■ Page extract ■
++++

Paul Brown
2003-10-06 15:50:12 UTC
I am confused - I have gone through a two day exercise tuning up an
FFT routine, and at the last stage I find that where the biggest gains
were expected, all my conventional understanding of efficient C seems
to be turned on its head.
Up until this point I have achieved good speed improvements following
an evolutionary approach, starting from the routine entry point I have
modified code, run, validated and timed a test case and follow the
steepest descent optimisation approach.
When I started, with a Cooley-Tukey routine, I was at 2.7ms per 1024
point complex FFT (1GHz Celeron - Win2000). I am still using a baby C
system - Turbo C, but would be surprised if this is the cause of the
problems.
I have reduced this time to 0.6ms per FFT call, when I reached the
heart of the code, the innermost of 3 loops, where the correlation
between complex exponentials and data occurs :
tempr=wr*data[ixj]-wi*data[ixj+1];
tempi=wr*data[ixj+1]+wi*data[ixj];
data[ixj]=data[ixData]-tempr;
data[ixj+1]=data[ixData+1]-tempi;
data[ixData] += tempr;
data[ixData+1] += tempi;
This piece of code is executed 5120 times (ie. N Log_2(N) ) - so a lot
of opportunity to improve things. I have removed superfluous array
indexing and changed to full 64 bit arithmetic (which has proved to be
faster than 32bit in previous tweaking) as follows
#if defined(FFT_DOUBLE)
# define srcPtr0_ doublePtr_1__
# define srcPtr1_ doublePtr_2__
# define tgtPtr0_ doublePtr_3__
# define tgtPtr1_ doublePtr_4__
#endif
#if defined(FFT_FLOAT)

++++

[Outline labeling records]
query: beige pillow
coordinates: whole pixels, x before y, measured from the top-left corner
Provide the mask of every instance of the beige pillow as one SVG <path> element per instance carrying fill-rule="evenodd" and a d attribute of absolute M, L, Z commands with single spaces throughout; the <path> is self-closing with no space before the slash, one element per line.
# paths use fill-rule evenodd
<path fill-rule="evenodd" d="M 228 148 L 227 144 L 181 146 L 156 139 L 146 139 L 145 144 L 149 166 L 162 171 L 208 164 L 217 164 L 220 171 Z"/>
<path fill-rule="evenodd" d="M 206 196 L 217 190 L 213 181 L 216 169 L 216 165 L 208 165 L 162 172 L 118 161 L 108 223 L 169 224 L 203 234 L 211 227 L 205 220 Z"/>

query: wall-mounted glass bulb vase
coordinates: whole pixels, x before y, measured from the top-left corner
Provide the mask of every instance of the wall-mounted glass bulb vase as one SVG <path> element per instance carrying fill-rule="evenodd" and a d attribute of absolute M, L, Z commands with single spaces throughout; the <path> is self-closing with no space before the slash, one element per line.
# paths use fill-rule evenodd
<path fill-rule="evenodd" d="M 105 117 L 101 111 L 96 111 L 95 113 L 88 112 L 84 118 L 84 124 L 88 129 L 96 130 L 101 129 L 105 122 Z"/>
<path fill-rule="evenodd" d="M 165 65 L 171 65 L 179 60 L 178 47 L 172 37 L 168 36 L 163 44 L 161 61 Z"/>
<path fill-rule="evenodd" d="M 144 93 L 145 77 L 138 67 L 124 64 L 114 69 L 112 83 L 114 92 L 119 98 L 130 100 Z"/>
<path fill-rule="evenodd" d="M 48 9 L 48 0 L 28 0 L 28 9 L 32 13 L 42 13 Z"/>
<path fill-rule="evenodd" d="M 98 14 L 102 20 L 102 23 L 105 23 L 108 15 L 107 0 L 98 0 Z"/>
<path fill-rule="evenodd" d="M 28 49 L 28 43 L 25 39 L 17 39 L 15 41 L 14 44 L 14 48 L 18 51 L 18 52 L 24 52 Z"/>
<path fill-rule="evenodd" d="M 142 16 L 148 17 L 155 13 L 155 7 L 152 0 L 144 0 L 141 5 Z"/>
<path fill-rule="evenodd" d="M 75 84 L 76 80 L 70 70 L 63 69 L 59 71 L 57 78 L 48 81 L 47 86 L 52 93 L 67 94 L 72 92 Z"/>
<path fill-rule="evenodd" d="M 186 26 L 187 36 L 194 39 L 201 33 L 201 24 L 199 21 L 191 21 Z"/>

++++

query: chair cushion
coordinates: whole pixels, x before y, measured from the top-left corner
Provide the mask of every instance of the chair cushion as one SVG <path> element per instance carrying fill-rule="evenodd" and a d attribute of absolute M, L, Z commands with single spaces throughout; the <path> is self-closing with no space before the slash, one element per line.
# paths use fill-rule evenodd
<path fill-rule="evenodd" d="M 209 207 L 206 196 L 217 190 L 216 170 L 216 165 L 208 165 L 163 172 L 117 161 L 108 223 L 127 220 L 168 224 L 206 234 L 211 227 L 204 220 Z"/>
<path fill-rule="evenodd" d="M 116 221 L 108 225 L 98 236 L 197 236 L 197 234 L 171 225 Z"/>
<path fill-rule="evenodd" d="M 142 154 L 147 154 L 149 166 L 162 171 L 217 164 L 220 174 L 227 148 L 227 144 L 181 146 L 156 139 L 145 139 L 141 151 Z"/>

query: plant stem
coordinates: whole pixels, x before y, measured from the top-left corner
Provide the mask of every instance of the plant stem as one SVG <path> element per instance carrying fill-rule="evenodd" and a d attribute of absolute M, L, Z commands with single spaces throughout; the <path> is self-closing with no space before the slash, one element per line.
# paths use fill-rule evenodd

++++

■ Task statement ■
Repeat the part of the FFT tuning post starting at "# define srcPtr0_" and ending at "#if defined(FFT_FLOAT)", word for word.

■ Response for this exercise ■
# define srcPtr0_ doublePtr_1__
# define srcPtr1_ doublePtr_2__
# define tgtPtr0_ doublePtr_3__
# define tgtPtr1_ doublePtr_4__
#endif
#if defined(FFT_FLOAT)